- EXTRACTED DATA -
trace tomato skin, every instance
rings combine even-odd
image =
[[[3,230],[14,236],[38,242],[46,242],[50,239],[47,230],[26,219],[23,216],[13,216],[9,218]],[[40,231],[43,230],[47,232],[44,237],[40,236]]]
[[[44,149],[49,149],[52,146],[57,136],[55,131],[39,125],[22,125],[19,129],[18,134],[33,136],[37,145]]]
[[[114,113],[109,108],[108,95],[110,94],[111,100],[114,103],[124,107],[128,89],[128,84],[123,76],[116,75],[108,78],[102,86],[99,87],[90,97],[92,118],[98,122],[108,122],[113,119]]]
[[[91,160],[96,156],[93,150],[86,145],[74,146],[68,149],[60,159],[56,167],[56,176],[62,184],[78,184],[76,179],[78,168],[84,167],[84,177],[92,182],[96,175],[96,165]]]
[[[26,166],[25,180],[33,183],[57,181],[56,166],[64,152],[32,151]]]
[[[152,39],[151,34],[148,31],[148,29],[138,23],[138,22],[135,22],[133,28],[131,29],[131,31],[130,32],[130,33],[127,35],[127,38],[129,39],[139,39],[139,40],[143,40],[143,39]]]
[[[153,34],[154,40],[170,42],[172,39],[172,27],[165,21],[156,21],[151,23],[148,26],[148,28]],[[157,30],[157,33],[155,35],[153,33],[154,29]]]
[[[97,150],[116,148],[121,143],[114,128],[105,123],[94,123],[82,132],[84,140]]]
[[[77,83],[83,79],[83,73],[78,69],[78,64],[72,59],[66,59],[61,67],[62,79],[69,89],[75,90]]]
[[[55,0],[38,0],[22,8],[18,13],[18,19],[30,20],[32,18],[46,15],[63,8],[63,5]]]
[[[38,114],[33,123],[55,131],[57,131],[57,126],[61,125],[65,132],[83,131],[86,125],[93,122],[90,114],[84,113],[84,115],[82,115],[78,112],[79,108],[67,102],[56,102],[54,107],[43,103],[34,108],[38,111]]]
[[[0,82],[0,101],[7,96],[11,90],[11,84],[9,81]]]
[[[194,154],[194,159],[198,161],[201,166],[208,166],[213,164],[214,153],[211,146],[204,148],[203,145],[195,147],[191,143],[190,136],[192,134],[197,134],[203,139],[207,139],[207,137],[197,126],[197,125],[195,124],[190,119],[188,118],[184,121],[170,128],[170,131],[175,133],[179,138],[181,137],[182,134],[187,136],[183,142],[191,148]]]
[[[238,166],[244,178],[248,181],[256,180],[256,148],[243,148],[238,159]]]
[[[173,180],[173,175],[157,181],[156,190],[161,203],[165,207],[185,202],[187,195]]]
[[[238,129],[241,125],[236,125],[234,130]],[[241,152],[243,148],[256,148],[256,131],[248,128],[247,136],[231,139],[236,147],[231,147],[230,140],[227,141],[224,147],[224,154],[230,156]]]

- DIRECTION -
Reproduce the entire listing above line for line, changing no character.

- TASK OUTPUT -
trace tomato skin, every instance
rings combine even-odd
image =
[[[3,230],[14,236],[38,242],[46,242],[50,239],[47,230],[26,219],[23,216],[13,216],[9,218]],[[40,231],[43,230],[47,232],[44,237],[40,236]]]
[[[44,149],[49,149],[52,146],[57,136],[55,131],[39,125],[22,125],[19,129],[18,134],[33,136],[37,145]]]
[[[114,113],[109,108],[108,95],[110,94],[111,100],[114,103],[124,107],[128,89],[128,84],[123,76],[116,75],[108,78],[102,86],[99,87],[90,97],[92,118],[98,122],[108,122],[113,119]]]
[[[91,160],[96,156],[93,150],[86,145],[74,146],[68,149],[60,159],[56,167],[56,176],[62,184],[78,184],[76,179],[78,168],[84,167],[84,177],[92,182],[96,175],[96,165]]]
[[[26,166],[25,180],[33,183],[57,181],[56,166],[64,152],[32,151]]]
[[[152,39],[151,34],[148,31],[148,29],[138,23],[138,22],[135,22],[133,28],[131,29],[131,31],[130,32],[130,33],[127,35],[127,38],[129,39],[139,39],[139,40],[143,40],[143,39]]]
[[[153,34],[154,40],[170,42],[172,39],[172,27],[165,21],[156,21],[151,23],[148,26],[148,28]],[[157,30],[157,33],[155,35],[153,33],[154,29]]]
[[[97,150],[116,148],[121,143],[114,128],[105,123],[94,123],[82,132],[84,140]]]
[[[77,83],[83,79],[83,73],[78,69],[78,64],[72,59],[66,59],[61,67],[62,79],[69,89],[75,90]]]
[[[55,0],[38,0],[22,8],[18,13],[18,19],[30,20],[32,18],[46,15],[63,8],[63,5]]]
[[[38,114],[33,123],[55,131],[57,131],[57,126],[61,125],[65,132],[83,131],[86,125],[93,122],[90,114],[84,113],[84,115],[82,115],[78,112],[79,108],[67,102],[56,102],[54,107],[43,103],[34,108],[38,111]]]
[[[0,82],[0,101],[7,96],[11,90],[11,84],[9,81]]]
[[[194,154],[194,159],[198,161],[201,166],[208,166],[213,164],[214,153],[211,146],[204,148],[203,145],[195,147],[191,143],[190,136],[192,134],[197,134],[203,139],[207,139],[207,137],[197,126],[197,125],[195,124],[190,119],[188,118],[184,121],[170,128],[170,131],[175,133],[179,138],[181,137],[182,134],[187,136],[183,142],[191,148]]]
[[[238,166],[244,178],[248,181],[256,180],[256,148],[243,148],[238,159]]]
[[[173,180],[173,175],[157,181],[156,190],[161,203],[165,207],[185,202],[187,195]]]
[[[238,129],[241,125],[236,125],[234,130]],[[241,152],[243,148],[256,148],[256,131],[248,128],[247,136],[231,139],[236,147],[231,147],[230,140],[227,141],[224,147],[224,154],[230,156]]]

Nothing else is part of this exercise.